A run of records:
######
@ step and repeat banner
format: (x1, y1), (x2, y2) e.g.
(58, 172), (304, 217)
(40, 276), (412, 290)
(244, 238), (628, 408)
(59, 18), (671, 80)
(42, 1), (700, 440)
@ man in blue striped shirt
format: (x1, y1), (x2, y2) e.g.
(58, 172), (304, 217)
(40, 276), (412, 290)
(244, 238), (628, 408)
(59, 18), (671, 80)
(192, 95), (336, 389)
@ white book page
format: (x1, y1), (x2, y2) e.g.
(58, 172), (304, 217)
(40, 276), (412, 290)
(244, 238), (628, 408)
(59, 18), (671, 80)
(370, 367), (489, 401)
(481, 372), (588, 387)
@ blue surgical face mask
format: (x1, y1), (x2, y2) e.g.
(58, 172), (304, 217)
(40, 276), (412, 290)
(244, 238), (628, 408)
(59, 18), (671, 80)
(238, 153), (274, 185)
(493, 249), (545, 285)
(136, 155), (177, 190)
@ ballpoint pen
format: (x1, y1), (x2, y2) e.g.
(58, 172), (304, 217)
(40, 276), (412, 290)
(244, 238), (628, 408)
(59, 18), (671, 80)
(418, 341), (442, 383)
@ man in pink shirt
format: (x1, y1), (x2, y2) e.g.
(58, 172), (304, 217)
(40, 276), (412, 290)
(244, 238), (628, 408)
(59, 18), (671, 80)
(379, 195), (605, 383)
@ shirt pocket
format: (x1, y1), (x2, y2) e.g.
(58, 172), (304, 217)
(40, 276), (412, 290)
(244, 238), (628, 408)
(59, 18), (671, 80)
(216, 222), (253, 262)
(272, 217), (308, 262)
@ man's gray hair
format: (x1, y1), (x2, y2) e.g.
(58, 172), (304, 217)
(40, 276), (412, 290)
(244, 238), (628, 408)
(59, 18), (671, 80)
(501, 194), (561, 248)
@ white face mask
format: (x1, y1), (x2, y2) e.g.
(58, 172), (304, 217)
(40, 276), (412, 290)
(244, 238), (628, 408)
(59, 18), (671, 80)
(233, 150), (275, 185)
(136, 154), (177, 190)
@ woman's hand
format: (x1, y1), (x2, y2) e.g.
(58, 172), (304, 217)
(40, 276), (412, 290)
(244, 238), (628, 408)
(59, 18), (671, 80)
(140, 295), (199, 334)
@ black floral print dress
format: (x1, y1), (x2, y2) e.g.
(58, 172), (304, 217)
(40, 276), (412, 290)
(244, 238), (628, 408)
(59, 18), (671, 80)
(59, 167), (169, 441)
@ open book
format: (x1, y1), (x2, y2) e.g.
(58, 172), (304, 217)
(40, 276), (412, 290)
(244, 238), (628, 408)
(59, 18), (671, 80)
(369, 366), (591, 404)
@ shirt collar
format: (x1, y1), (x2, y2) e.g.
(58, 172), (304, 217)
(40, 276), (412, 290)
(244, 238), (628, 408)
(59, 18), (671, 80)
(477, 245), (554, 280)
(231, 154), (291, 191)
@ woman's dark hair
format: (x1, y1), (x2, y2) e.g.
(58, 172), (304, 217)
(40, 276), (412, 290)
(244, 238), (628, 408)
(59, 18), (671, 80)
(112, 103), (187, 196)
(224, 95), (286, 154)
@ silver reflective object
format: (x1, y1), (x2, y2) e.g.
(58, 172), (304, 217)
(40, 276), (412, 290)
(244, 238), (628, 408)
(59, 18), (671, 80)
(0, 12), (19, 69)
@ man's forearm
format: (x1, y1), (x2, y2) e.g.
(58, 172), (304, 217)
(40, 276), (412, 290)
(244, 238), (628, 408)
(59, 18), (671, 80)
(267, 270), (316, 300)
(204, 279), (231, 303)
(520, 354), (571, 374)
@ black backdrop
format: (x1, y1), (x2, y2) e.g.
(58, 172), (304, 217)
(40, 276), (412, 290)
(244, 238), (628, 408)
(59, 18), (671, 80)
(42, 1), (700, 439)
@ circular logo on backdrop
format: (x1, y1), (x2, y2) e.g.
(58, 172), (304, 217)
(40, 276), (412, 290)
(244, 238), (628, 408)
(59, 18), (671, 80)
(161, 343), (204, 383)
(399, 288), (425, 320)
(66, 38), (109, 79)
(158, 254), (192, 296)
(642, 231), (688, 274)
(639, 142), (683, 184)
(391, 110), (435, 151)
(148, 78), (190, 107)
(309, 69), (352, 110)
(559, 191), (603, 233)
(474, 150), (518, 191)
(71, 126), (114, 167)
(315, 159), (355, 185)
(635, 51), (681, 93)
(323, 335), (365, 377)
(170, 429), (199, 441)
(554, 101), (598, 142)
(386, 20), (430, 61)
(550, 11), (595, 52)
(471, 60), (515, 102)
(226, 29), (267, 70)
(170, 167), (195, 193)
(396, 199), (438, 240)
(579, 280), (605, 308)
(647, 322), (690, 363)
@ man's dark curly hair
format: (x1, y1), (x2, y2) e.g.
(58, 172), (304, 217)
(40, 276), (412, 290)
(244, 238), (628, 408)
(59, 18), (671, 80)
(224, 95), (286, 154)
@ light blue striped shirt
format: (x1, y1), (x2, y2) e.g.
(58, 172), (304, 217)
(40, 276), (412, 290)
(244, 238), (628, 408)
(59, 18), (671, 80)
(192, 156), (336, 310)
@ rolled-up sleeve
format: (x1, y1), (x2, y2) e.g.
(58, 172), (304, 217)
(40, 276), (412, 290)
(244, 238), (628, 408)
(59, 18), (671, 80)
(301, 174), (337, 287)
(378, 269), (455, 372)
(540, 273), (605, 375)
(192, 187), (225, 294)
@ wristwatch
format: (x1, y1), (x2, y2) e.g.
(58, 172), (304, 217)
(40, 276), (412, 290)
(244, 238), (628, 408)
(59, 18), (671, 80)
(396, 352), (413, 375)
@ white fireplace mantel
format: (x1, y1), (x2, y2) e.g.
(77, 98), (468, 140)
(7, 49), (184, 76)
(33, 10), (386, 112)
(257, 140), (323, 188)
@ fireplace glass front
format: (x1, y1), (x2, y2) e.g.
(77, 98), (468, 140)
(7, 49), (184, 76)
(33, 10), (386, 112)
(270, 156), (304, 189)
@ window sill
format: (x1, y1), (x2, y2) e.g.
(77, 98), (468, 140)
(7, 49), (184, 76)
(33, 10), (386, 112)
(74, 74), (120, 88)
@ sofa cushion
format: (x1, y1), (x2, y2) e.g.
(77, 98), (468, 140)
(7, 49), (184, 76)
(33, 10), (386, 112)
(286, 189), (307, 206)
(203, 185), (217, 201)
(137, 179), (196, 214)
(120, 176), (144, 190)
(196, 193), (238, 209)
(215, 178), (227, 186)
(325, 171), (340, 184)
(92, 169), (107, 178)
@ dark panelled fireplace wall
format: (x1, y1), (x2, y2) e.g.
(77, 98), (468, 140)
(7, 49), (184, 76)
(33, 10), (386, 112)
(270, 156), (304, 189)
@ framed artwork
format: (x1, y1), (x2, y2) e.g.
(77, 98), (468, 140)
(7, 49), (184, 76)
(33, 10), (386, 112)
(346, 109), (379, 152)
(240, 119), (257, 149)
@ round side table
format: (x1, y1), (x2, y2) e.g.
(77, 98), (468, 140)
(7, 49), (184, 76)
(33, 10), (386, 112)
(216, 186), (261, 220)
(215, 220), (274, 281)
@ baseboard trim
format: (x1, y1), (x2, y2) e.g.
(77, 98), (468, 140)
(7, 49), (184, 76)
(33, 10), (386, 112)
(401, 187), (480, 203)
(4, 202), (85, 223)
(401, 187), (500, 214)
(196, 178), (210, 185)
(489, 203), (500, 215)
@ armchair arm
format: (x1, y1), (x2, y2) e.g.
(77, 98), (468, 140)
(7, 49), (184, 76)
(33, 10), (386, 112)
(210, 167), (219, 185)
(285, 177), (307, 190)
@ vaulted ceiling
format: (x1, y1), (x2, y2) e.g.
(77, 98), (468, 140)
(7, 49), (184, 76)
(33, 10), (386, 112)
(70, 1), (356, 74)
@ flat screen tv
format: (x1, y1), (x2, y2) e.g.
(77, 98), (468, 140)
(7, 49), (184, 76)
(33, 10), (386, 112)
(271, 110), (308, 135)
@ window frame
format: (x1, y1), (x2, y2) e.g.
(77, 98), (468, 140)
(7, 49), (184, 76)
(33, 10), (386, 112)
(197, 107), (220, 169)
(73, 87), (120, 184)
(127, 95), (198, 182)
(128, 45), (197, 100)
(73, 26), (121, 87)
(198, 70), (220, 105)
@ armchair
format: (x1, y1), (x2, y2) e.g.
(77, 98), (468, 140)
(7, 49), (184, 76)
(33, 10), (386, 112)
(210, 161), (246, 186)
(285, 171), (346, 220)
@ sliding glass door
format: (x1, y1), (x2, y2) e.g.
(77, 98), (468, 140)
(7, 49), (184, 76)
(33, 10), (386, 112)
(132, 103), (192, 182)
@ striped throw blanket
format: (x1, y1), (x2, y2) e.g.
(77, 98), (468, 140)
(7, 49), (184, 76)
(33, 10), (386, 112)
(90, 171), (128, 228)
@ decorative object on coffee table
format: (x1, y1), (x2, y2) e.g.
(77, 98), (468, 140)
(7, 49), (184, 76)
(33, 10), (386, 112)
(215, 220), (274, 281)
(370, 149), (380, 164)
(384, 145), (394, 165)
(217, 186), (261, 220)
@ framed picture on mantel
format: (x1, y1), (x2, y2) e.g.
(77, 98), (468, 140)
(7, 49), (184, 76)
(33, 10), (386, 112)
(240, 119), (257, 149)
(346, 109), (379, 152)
######
Exercise requirements:
Retype the data exactly, from its first line down through the line containing "(140, 295), (199, 334)", including both of those lines.

Answer to this problem:
@ step and repeat banner
format: (x1, y1), (x2, y2) e.g.
(58, 172), (304, 217)
(40, 276), (412, 290)
(244, 238), (628, 408)
(59, 18), (671, 80)
(42, 1), (700, 440)
@ man in blue striped shirt
format: (x1, y1), (x2, y2) e.g.
(58, 172), (304, 217)
(40, 276), (412, 290)
(244, 238), (628, 408)
(59, 18), (671, 80)
(192, 95), (336, 389)
@ white book page
format: (x1, y1), (x2, y2) e.g.
(58, 172), (304, 217)
(40, 276), (412, 290)
(244, 238), (628, 408)
(59, 18), (671, 80)
(370, 367), (489, 401)
(481, 372), (588, 387)
@ blue surgical face mask
format: (x1, y1), (x2, y2) e.g.
(58, 172), (304, 217)
(40, 276), (412, 290)
(244, 238), (628, 408)
(59, 18), (671, 80)
(238, 153), (274, 185)
(493, 249), (545, 285)
(136, 155), (177, 190)
@ ballpoint pen
format: (x1, y1), (x2, y2) e.g.
(58, 172), (304, 217)
(40, 276), (412, 290)
(244, 238), (628, 408)
(59, 18), (671, 80)
(418, 341), (442, 383)
@ man in pink shirt
format: (x1, y1), (x2, y2) e.g.
(58, 172), (304, 217)
(40, 276), (412, 290)
(244, 238), (628, 408)
(59, 18), (671, 80)
(379, 195), (605, 383)
@ shirt pocket
format: (x1, y1), (x2, y2) e.g.
(58, 172), (304, 217)
(40, 276), (412, 290)
(244, 238), (628, 408)
(59, 18), (671, 80)
(216, 222), (253, 262)
(272, 217), (308, 262)
@ man's gray hair
format: (x1, y1), (x2, y2) e.g.
(58, 172), (304, 217)
(40, 276), (412, 290)
(244, 238), (628, 408)
(59, 18), (671, 80)
(501, 194), (561, 248)
@ white face mask
format: (x1, y1), (x2, y2) e.g.
(58, 172), (304, 217)
(40, 276), (412, 290)
(244, 238), (628, 408)
(59, 18), (671, 80)
(233, 150), (275, 185)
(136, 154), (177, 190)
@ woman's hand
format: (x1, y1), (x2, y2) e.g.
(58, 172), (304, 217)
(40, 276), (412, 290)
(244, 238), (628, 408)
(59, 18), (671, 80)
(140, 295), (199, 334)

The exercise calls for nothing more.